Document ▸
-=-=-=-=-
Has not been updated to reflect any changes in the budget
Key takeaways from this article
- There are three types of death benefits available under money purchase schemes.
- Taxation on death benefits depends on benefit type, age and date claim finalised.
- Completing an expression of wish is very important.
1. Benefit types
Broadly, there are three main types of death benefits available under a money purchase pension scheme:
- lump sums
- flexi-access drawdown
- annuities
You should check with your client’s pension provider to see what is available under their scheme rules as they may offer less than what is available. Quilter offers all three options, although beneficiaries choosing an annuity will be required to purchase it with another provider.
2. Who can receive a death benefit?
Lump sums
Under legislation, there is no limitation on who can receive a lump sum death benefit. However, generally schemes will define who can receive lump sums in their scheme rules.
Under the Collective Retirement Account the following people can receive lump sums:
- Any person or entity nominated by the member (normally on an expression of wish)
- Any of the member’s ‘dependants’
- Any descendant or step descendant of the grandparents of the member, member’s spouse or civil partner
- Any person named as entitled to part of the estate in the member’s Will
- The legal representative who will then distribute in line with the rest of the estate
- Any trust which is for the benefit of any of the above
Beneficiary’s Flexi-access drawdown and annuity
The word ‘beneficiary’ is the collective term for a dependant, nominee or successor. Under legislation only a ‘dependant’, ‘nominee’ or a ‘successor’ can have the option of beneficiary’s drawdown or beneficiary’s annuity.
3. What benefits are taxable?
When the member dies, any remaining right to take a pension commencement lump sum, is lost upon their death. Whether the beneficiaries will pay tax on their benefit depends on - the age of the member when they die, what type of benefit it is and how long it takes to finalise the benefit.
What is tax-free?
- Charity lump sum death benefits.
- Beneficiary drawdown and annuity if the member died below age 75, it is coming from uncrystallised funds, and it is set up within two years of notification of death.
- Beneficiary drawdown and annuity if the member died below age 75 and it is coming from crystallised funds.
- Lump sums within the Individual’s Lump Sum and Death Benefit Allowance (ILSDBA)* - this is only applicable where the member died below age 75 and the lump sum is paid out within two years** of notification of death. Details about the types of lump sums can be found here.
What is taxable?
- Trivial commutation lump sum death benefits.
- All benefits (other than a charity lump sum death benefit) where the member dies over age 75.
-=-=-=-=-
Supplied information ▸
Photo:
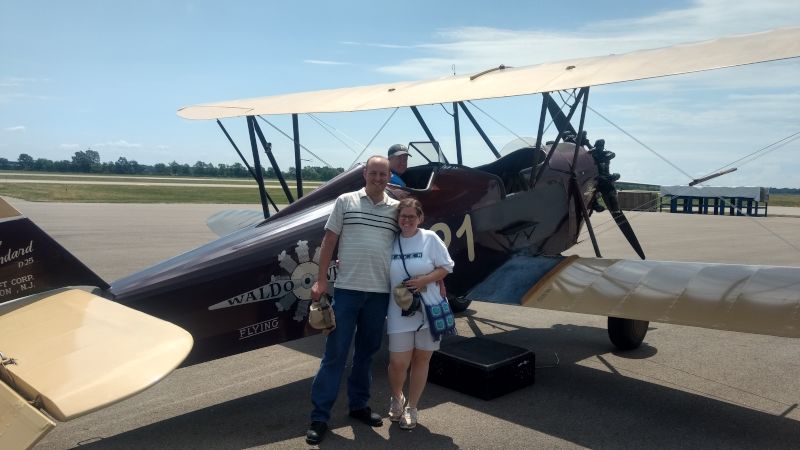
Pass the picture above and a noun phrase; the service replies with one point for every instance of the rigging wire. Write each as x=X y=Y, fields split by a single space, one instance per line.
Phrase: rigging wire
-=-=-=-=-
Requirements ▸
1. In the guidance on pension death benefits, what are the three main types of death benefits available under a money purchase pension scheme?
2. Write the next part of the guidance on pension death benefits, picking up after its final line.

Task responses ▸
1. Lump sums, flexi-access drawdown and annuities.

2.
- Beneficiary drawdown and annuity, if the member died below age 75, it is coming from uncrystallised funds, and it is not set up within two years of notification of death.
- Any lump sum death benefit that takes longer than two years** after notification of death to pay out.
- The amount of any lump sum death benefit (other than a charity lump sum) that exceeds the remaining ILSDBA* - this is only applicable where the member died below age 75 and the lump sum is paid out within two years** of notification of death.
* However to prevent double counting, any lump sums paid from funds that crystallised before 6 April 2024 are not tested against ILSDBA because they will have been tested against the lifetime allowance.
** There is no two year deadline for pension/annuity protection lump sum death benefits or a charity lump sum death benefit.
5. Who accounts for the tax?
Where a benefit is taxable because the member died 75 or older, or the benefit is not finalised within 2 years, the scheme will deduct tax and pay it to HMRC.
Where a member dies under age 75, any lump sums paid within 2 years, will be paid by the scheme without tax deducted. It is then the responsibility of the legal representative to work out if the total of all lump sums paid out are within the deceased’s remaining ILSDBA. If some or all of a lump sum is taxable because it exceeds the deceased’s remaining ILSDBA, the legal representative will need to report this to HRMC. HMRC will then liaise with the beneficiary about any tax due.
6. IHT
Where a pension scheme has discretion over who to pay death benefits to, those benefits are generally outside of the estate. They will not be taken into account for IHT. The exception is, when a member is in ill health, transfers their pension and dies within two years. In that circumstance HMRC may consider part of the value of the pension within the estate for IHT purposes.
A scheme may have scheme rules that require death benefits to be paid as a lump sum to the estate. As there is no discretion exercised in this scenario, those death benefits form part of the estate for IHT purposes.
It is also possible for a scheme to offer the ability to make a binding nomination. A binding nomination means there is no discretion as to who receives death benefits. So those death benefits will form part of the estate for IHT purposes.
7. Why is an expression wish important?
An expression of wish will allow your client to make a nomination that the scheme administrator/trustee takes into account when deciding who will benefit from remaining pension funds. If your client wants specific people to receive money from their pension when they die the more information they supply the scheme with the easier it is for the scheme administrator/trustee to make their decision.
It is crucial to allow all the death benefit options because, as mentioned earlier, beneficiary drawdown/annuity is only available to dependants and nominees. Since there is no assessment against ILSDBA for beneficiary drawdown or annuity, opting for these options tends to be more tax-efficient for beneficiaries compared to receiving lump sums. So, for clients with large pension funds, an expression of wish is extremely important, and it is also good practice for all clients no matter their fund size.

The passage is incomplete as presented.